[Job 1] Which Native Instruments controller series does the forum thread name? List every one.

[Article]
/---
Can I make one encoder encode faster?

@u-man At this point it might be easier if you just told me what controller you’re using.

This doesn’t make sense as there are no such thing. If your controller sends 14-bit values (0-16383) then it is sending absolute values. If your controller is sending relative values, it would send one value when turning the encoder clockwise, and another value when turning the encoder counter-clockwise.

1 Like

That’s exactly what he does…. In 14-Bit. Your description describes how that relative value behaves in a absolute CC value range.

There is no such thing as a “relative value in an absolute CC value range”. You are probably using the wrong terminology.

Out of curiosity, how is your controller sending this 14-bit value? As pitchbend, NRPN or something else?

1 Like

There’s an interesting hybrid case. For example many Native Instruments controllers (in the Maschine, Komplete Kontrol and Traktor series) feature encoders which can operate in “absolute” CC mode.

i.e.

  • you turn right and the MIDI CC value goes up until it hits 127, and then you can keep turning and it just stops sending values.
  • you turn left and the MIDI CC values go down until it hits 0 and then you can keep turning and it just stops sending values.

And in that mode, those controllers will set their associated internal values to whatever comes in.

So for example,

  • MIDI Remote sends a CC value of 73 to the hardware controller
    • turning the hardware encoder right will send a CC value of 74, etc.
    • turning the hardware encoder left will send a CC value of 72, etc.

So in a way, the encoder behaves much like a motorized fader, also leading to the same often discussed problems with using the non-scripted MIDI Remote in bi-directional mode.


Side note: The relative mode with those NI controllers, does not seem to work properly with the MIDI Remote in bi-directional mode at all. Currently I think this use case is a problem on the NI side.

For me, I set ‘slope’ and ‘shape’ encoder, with * setTypeRelativeSignedBit <---- this option and it is working ok. One by one. (e.g. 6dB/, 12/dB, 24dB and so on) sorry if I made myself not clear enough. But try that option under midi remote mapping :slight_smile:

I understand what you’re saying. (I also own a NI KK keyboard.)
I think in this discussion we were talking about the hardware. From that viewpoint, encoders doesn’t have a start or an end. The data it’s sending, controlled by firmware, can be anything, like MIDI Continuous Controller messages for example.
When rotary encoders started to pop up on mix consoles and later MIDI controllers and synths, they were all sending absolute values. Their primary benefit came from their seamless ability to control multiple parameters. I don’t know who started with relative CC data, but it’s still not standardized anywhere and different manufacturers use different methods.
Perhaps it’s just semantics but the way I see it, an encoder is always endless but can send either relative MIDI CC values or absolute MIDI data.

1 Like

You need to understand how the encoders are really working.A potentiometer is analog and always using 7-bit values, has a fixed range and can’t be bi-directional. It can never have/use more then 127 unique steps. If you move in steps, you move in a absolute way from a start to a end. You can see this, if you move from one patch to another inside a VST and if you then turn your potentiometer, you will have a jump from the current value of the controlled parameter, to the (absolute) value of the potentiometer. In other words, the parameter follows the potentiometer.
\---
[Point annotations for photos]
/---
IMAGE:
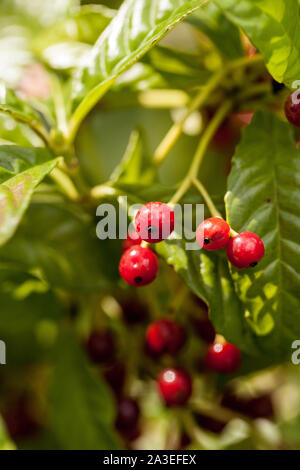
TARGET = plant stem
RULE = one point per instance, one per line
(208, 201)
(174, 133)
(59, 105)
(201, 149)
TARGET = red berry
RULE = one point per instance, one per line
(131, 240)
(101, 347)
(138, 266)
(154, 222)
(175, 386)
(128, 414)
(165, 336)
(245, 250)
(292, 108)
(213, 233)
(223, 358)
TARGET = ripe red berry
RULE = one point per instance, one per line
(292, 108)
(223, 358)
(131, 240)
(101, 347)
(213, 233)
(128, 414)
(175, 386)
(245, 250)
(154, 222)
(165, 336)
(138, 266)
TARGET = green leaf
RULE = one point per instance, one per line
(207, 275)
(136, 164)
(19, 110)
(225, 35)
(82, 410)
(21, 170)
(274, 29)
(119, 47)
(65, 55)
(63, 247)
(83, 25)
(263, 197)
(5, 441)
(29, 317)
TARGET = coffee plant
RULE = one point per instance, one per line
(139, 342)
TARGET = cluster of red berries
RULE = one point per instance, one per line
(175, 384)
(101, 348)
(155, 221)
(244, 250)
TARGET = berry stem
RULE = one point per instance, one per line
(201, 149)
(175, 131)
(208, 201)
(59, 105)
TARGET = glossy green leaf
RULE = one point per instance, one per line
(64, 248)
(274, 29)
(21, 170)
(81, 406)
(29, 317)
(263, 197)
(207, 275)
(225, 35)
(19, 109)
(83, 25)
(119, 47)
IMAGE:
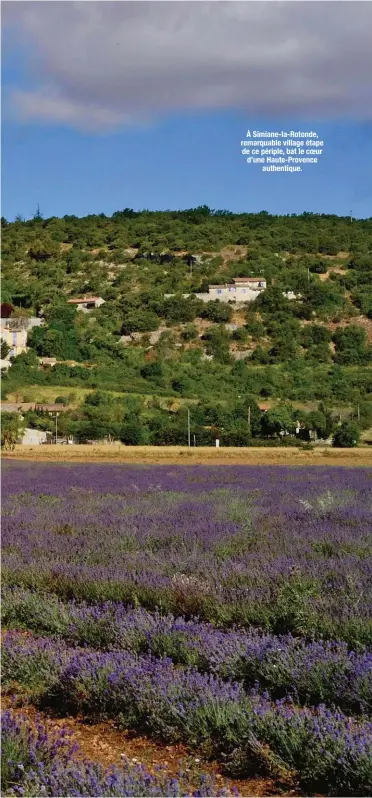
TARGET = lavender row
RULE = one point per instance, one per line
(37, 762)
(311, 672)
(288, 550)
(331, 753)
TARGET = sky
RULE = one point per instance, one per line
(107, 105)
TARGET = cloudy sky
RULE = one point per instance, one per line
(109, 104)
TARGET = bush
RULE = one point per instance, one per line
(347, 436)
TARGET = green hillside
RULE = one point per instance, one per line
(149, 355)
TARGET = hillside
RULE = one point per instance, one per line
(151, 352)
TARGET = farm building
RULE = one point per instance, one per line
(87, 303)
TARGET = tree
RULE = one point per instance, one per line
(277, 420)
(133, 433)
(347, 435)
(38, 216)
(6, 310)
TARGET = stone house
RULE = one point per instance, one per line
(16, 338)
(87, 303)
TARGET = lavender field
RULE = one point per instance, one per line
(224, 608)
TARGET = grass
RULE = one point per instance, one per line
(48, 393)
(173, 455)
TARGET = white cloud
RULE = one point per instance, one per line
(101, 65)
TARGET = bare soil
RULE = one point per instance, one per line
(178, 455)
(105, 744)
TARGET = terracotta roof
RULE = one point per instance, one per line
(84, 299)
(50, 407)
(248, 279)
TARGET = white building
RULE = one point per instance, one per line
(242, 289)
(16, 338)
(30, 437)
(87, 303)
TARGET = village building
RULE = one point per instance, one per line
(242, 289)
(16, 338)
(87, 303)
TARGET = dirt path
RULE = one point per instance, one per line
(178, 455)
(103, 743)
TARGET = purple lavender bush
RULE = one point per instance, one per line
(285, 549)
(37, 763)
(330, 752)
(312, 672)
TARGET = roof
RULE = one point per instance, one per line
(78, 301)
(14, 407)
(50, 408)
(248, 279)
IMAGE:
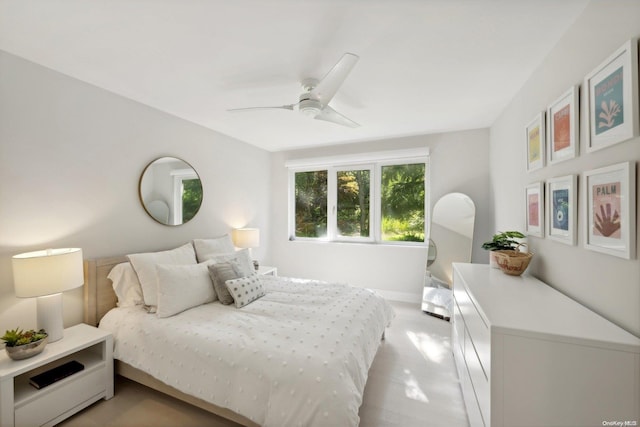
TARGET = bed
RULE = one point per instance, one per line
\---
[Job 2] Copy the rows word for word, starting at the line with "TARGET = white building" and going through the end of the rows. Leave the pictures out.

[Problem solution 1] Maschine, Komplete Kontrol, Traktor

[Problem solution 2]
TARGET = white building
RULE = one point per instance, one per line
(242, 289)
(16, 338)
(30, 437)
(87, 303)
TARGET = village building
RULE = one point per instance, one per line
(242, 289)
(16, 338)
(87, 303)
TARGET = dirt path
RULE = one point per instance, one per line
(178, 455)
(103, 743)
TARGET = purple lavender bush
RULE = one point per instance, one per line
(285, 549)
(37, 763)
(330, 752)
(312, 672)
TARGET = roof
RULE = one point per instance, one per line
(78, 301)
(14, 407)
(50, 408)
(248, 279)
IMAGE:
TARGET = bed
RULE = one point per instance, one per line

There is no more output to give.